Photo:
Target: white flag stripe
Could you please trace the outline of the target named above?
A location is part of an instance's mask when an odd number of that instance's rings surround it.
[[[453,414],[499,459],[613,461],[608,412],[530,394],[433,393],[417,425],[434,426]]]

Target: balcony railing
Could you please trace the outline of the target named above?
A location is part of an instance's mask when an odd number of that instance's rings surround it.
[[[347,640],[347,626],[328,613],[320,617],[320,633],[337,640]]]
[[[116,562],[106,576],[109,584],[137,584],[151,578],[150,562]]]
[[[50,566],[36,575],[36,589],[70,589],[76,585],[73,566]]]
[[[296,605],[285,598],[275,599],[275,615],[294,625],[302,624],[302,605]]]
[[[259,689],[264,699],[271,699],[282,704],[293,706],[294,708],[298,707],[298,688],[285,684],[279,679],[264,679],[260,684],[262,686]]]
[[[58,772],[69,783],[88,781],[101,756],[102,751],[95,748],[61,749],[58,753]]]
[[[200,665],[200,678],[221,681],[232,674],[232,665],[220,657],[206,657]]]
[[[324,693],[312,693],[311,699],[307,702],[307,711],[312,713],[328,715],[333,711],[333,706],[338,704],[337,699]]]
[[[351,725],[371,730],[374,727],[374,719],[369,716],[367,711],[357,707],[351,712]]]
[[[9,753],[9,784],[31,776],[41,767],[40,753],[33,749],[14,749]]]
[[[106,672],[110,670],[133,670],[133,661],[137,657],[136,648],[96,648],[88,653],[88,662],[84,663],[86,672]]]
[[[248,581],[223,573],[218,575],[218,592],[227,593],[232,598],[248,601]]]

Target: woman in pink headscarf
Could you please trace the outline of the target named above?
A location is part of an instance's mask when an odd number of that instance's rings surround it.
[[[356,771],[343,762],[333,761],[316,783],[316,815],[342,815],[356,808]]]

_Aim of the task_. Render every line of the listing above as a numbered list, one entry per line, and leave out the blank lines.

_Task answer_.
1. Photo:
2. Target: white flag stripe
3. Could you please trace the outline of the target named above?
4. A location is part of an instance's mask when an odd number of that instance's rings surround it.
5. [[[453,414],[499,459],[613,461],[608,412],[530,394],[433,393],[417,425],[434,426]]]
6. Target: balcony railing
7. Could you please trace the outline of the target named above?
8. A location is part of an instance's mask when an odd number of that instance's rings surround it.
9. [[[347,640],[347,626],[328,613],[320,617],[320,633],[337,640]]]
10. [[[116,562],[106,576],[109,584],[137,584],[151,578],[150,562]]]
11. [[[50,566],[36,575],[36,589],[70,589],[76,585],[73,566]]]
12. [[[296,605],[285,598],[275,599],[275,615],[294,625],[302,624],[302,605]]]
13. [[[259,689],[264,699],[271,699],[282,704],[293,706],[294,708],[298,707],[298,688],[285,684],[279,679],[264,679],[260,684],[262,686]]]
14. [[[58,772],[69,783],[88,781],[101,756],[102,751],[95,748],[61,749],[58,753]]]
15. [[[200,665],[200,678],[221,681],[232,674],[232,665],[220,657],[206,657]]]
16. [[[324,693],[312,693],[311,699],[307,702],[307,711],[312,713],[328,715],[333,711],[333,706],[338,704],[337,699]]]
17. [[[351,725],[371,730],[374,727],[374,719],[369,716],[367,711],[357,707],[351,712]]]
18. [[[9,753],[9,784],[31,776],[41,767],[40,753],[33,749],[14,749]]]
19. [[[106,672],[110,670],[133,670],[133,661],[137,657],[136,648],[96,648],[88,653],[88,662],[84,663],[86,672]]]
20. [[[248,581],[223,573],[218,575],[218,592],[227,593],[232,598],[248,601]]]
21. Target: woman in pink headscarf
22. Could you please trace the outline of the target named above?
23. A location is part of an instance's mask when an odd number of that instance's rings surround it.
24. [[[356,771],[343,762],[333,761],[316,783],[316,815],[342,815],[356,808]]]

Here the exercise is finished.